◆ Stated goal
Rewrite the material below, requests included, from the line containing "Can you find the black" down to the line containing "[[17, 173], [55, 296], [448, 137]]", both of those lines included. Multiply every x and y coordinate in the answers by 0.8 and round each result to a whole number, rounding halves up.

◆ Supplied material
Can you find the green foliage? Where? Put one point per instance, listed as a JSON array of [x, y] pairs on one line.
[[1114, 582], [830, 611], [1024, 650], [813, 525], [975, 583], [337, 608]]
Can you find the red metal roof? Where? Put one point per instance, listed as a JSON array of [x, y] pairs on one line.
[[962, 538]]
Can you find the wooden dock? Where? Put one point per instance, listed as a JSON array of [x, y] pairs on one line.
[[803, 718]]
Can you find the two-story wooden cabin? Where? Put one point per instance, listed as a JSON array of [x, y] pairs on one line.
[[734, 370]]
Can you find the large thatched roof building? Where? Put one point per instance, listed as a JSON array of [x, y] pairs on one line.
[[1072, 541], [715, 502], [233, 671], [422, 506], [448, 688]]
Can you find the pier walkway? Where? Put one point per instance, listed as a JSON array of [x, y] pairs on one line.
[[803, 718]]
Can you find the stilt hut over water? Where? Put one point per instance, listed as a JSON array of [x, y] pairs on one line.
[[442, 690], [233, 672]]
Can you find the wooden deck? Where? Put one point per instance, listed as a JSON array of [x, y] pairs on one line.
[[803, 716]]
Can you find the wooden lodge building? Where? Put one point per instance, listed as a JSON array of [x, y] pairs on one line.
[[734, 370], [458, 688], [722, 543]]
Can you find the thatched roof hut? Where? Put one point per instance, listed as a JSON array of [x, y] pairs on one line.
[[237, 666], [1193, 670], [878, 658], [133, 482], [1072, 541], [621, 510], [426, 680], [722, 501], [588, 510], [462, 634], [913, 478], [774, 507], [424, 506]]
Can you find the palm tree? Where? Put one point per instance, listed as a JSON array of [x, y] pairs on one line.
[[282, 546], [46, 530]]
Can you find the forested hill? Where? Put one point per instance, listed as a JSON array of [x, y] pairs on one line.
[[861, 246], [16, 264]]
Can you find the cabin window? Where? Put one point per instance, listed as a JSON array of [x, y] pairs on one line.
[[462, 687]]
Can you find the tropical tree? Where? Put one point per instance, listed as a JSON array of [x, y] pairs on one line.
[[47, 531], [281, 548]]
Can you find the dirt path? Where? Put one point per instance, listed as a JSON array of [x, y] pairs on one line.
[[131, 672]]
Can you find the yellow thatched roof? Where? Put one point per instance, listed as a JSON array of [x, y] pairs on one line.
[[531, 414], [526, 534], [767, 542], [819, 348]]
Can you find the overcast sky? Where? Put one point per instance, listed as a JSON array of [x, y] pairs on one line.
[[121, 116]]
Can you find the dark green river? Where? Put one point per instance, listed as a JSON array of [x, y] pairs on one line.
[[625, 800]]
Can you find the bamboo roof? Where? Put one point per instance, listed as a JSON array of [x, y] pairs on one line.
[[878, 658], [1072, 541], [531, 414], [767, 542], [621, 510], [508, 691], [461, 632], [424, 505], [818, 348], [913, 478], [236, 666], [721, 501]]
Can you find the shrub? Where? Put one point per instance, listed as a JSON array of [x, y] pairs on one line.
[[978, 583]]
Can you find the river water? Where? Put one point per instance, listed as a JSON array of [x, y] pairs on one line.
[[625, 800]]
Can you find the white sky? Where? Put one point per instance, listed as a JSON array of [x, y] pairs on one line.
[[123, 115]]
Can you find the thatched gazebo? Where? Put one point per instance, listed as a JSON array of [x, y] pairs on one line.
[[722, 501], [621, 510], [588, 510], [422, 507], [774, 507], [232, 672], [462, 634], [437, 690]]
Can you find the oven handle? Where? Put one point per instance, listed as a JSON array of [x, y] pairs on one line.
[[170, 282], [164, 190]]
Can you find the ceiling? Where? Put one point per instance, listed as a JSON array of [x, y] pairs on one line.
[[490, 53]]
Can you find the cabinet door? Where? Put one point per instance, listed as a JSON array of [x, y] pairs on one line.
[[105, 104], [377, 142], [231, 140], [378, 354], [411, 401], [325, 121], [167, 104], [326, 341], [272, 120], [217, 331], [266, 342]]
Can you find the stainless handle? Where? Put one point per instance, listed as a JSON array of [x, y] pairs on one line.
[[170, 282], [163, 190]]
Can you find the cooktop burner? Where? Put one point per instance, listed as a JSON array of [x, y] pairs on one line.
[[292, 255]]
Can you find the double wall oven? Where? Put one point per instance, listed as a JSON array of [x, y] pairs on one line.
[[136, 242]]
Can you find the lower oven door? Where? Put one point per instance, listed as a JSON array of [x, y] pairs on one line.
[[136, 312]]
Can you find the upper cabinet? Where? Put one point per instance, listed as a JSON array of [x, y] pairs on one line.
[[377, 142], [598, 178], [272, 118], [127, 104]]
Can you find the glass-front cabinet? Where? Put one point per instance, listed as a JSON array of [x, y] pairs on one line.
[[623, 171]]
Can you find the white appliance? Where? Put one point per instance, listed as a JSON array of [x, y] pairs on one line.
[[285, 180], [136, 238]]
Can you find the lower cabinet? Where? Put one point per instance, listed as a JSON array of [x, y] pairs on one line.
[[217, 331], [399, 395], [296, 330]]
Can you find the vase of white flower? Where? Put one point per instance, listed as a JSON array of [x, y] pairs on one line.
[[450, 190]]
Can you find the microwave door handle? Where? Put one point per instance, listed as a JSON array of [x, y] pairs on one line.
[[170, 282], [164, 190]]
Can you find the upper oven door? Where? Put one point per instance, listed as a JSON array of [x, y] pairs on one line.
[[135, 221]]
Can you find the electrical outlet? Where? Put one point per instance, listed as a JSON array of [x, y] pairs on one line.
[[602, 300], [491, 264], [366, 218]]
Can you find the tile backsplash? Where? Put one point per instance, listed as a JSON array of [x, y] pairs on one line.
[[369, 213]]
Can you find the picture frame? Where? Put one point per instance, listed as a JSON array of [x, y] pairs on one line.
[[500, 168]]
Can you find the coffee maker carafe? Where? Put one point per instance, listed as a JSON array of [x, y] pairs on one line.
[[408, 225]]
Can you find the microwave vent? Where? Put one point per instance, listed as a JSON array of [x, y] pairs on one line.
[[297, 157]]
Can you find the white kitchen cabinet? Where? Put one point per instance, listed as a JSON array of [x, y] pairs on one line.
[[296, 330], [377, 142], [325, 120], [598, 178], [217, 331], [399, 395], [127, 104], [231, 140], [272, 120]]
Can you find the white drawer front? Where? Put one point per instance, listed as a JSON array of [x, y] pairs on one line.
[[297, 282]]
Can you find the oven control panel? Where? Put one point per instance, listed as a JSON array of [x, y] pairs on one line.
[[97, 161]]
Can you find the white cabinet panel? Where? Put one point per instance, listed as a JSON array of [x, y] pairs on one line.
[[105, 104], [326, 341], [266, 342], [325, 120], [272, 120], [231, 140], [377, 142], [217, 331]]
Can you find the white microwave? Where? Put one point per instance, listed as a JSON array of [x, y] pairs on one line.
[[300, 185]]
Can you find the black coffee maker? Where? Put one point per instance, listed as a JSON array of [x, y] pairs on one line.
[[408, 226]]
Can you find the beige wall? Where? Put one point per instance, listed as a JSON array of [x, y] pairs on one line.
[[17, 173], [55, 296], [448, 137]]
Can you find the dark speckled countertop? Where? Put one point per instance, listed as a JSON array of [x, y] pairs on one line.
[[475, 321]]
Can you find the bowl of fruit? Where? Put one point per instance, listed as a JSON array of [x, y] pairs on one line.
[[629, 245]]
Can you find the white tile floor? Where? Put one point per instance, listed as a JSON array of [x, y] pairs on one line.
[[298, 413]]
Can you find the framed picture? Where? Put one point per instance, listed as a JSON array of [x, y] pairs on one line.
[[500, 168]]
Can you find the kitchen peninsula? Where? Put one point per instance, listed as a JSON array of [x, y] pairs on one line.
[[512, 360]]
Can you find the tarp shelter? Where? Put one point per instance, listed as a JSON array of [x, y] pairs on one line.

◆ The answer
Can you find the black coffee maker? Where? Put one point per instance, listed as a JSON array of [x, y] pairs on one line.
[[326, 181]]
Can you find the beige wall? Where? Put one point per instance, listed as a JSON array of [x, y] pairs on one line.
[[14, 138], [44, 237], [358, 110]]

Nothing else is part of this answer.